- [TASK DESCRIPTION] Copy every line of the records below character for character, changing nothing.

- [RECORDED DATA]
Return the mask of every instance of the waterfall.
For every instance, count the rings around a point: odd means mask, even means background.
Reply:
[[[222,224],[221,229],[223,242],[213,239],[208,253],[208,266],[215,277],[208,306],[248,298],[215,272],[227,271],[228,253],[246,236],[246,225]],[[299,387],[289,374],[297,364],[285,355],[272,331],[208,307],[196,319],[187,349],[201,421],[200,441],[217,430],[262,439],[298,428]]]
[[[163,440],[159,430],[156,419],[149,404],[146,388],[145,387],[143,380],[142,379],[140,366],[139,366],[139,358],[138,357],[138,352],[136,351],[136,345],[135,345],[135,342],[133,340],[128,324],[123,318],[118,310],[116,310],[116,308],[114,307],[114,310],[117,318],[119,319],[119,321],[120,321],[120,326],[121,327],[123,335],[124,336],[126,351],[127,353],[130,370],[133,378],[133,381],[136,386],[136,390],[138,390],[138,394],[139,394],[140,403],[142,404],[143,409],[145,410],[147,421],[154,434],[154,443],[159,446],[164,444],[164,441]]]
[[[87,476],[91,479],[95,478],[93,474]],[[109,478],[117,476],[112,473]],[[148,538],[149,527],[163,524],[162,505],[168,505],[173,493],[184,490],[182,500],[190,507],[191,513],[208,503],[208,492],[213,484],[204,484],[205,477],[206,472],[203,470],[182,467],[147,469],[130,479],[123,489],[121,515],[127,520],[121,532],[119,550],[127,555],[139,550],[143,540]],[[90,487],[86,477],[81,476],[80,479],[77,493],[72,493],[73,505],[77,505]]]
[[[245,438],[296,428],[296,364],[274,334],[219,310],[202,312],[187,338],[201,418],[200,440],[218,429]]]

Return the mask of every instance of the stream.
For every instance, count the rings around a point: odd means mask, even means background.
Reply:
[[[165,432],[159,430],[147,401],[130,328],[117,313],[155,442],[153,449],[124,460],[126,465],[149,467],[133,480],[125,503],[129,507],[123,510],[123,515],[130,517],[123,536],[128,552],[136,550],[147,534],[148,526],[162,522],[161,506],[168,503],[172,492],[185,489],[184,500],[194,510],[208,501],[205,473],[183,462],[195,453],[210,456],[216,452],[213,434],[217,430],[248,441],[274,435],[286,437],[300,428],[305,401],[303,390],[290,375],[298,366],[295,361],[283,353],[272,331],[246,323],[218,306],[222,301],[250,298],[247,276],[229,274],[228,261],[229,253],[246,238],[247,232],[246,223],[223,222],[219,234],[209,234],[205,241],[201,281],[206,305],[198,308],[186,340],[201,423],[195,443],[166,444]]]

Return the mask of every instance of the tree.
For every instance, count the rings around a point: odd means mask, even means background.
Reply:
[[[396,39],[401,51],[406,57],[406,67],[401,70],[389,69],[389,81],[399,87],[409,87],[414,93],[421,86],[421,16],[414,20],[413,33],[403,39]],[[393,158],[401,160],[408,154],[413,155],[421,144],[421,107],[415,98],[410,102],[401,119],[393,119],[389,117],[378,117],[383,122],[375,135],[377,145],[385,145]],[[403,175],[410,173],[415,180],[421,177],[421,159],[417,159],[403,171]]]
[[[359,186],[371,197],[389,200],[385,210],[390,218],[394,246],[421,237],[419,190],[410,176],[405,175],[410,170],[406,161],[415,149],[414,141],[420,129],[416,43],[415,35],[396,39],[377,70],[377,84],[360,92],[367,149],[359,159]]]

- [CORRECT ANSWER]
Return the mask of every instance of the waterfall.
For every instance, count the rings around a point: odd means mask, even means background.
Reply:
[[[222,224],[221,229],[223,242],[213,239],[208,253],[208,266],[215,277],[208,306],[248,298],[215,272],[227,271],[228,253],[246,236],[246,225]],[[299,387],[289,374],[297,364],[285,355],[272,331],[208,307],[196,319],[187,349],[201,421],[200,441],[217,430],[262,439],[298,428]]]
[[[163,440],[159,430],[156,419],[149,404],[146,388],[145,387],[143,380],[142,379],[140,366],[139,366],[139,358],[138,357],[138,352],[136,351],[136,345],[135,345],[135,342],[133,340],[128,324],[123,318],[118,310],[116,310],[116,308],[114,307],[114,310],[117,318],[119,319],[119,321],[120,321],[120,326],[121,327],[123,335],[124,336],[126,351],[127,353],[130,370],[133,378],[133,381],[136,386],[136,390],[138,390],[138,394],[139,394],[140,403],[142,404],[143,409],[145,410],[147,421],[154,434],[154,443],[159,446],[164,444],[164,441]]]
[[[87,476],[91,479],[95,478],[93,474]],[[109,478],[117,476],[112,473]],[[148,538],[149,527],[163,524],[162,505],[168,505],[173,493],[184,490],[182,500],[190,507],[191,513],[208,503],[208,492],[213,484],[204,484],[205,477],[206,472],[203,470],[182,467],[147,469],[130,479],[123,489],[121,515],[127,520],[121,532],[119,550],[127,555],[139,550],[143,540]],[[90,487],[86,477],[81,476],[80,479],[77,493],[72,493],[73,505],[77,505]]]
[[[245,438],[296,428],[296,364],[274,334],[219,310],[202,312],[187,338],[201,418],[200,440],[218,429]]]

Return the mask of every instance of the stream.
For every instance, count the rings around a point: odd means mask, even means background.
Reply:
[[[165,432],[159,430],[147,401],[130,328],[117,313],[155,442],[153,449],[124,460],[126,465],[149,467],[133,480],[125,503],[129,507],[123,510],[123,515],[130,517],[123,536],[128,552],[136,550],[147,534],[148,526],[162,522],[161,506],[168,503],[172,492],[185,489],[184,500],[194,510],[208,501],[205,473],[183,462],[195,453],[210,456],[216,452],[213,434],[217,430],[248,441],[274,435],[286,437],[300,428],[305,401],[303,390],[290,375],[298,366],[295,361],[283,353],[272,331],[246,323],[218,306],[222,301],[250,298],[247,276],[229,274],[228,261],[229,253],[246,238],[247,232],[246,223],[223,222],[219,234],[209,234],[205,241],[201,281],[206,305],[198,308],[186,340],[201,423],[195,443],[166,444]]]

Return the mask of every instance of the tree.
For every instance, count the rings around a point: odd means mask, even means background.
Reply:
[[[396,39],[401,51],[406,57],[406,67],[401,70],[389,69],[389,81],[399,87],[409,87],[414,93],[421,86],[421,16],[414,20],[413,33],[403,39]],[[393,158],[401,160],[408,154],[413,155],[421,144],[421,107],[415,98],[410,102],[401,119],[393,119],[389,117],[378,117],[383,122],[375,135],[377,145],[385,145]],[[403,175],[410,173],[415,180],[421,177],[421,159],[417,159],[403,171]]]
[[[359,186],[371,197],[389,200],[385,210],[390,218],[394,246],[421,237],[419,190],[410,176],[405,175],[410,170],[406,161],[415,149],[414,141],[420,129],[416,43],[415,35],[396,39],[377,70],[377,84],[360,92],[367,149],[359,159]]]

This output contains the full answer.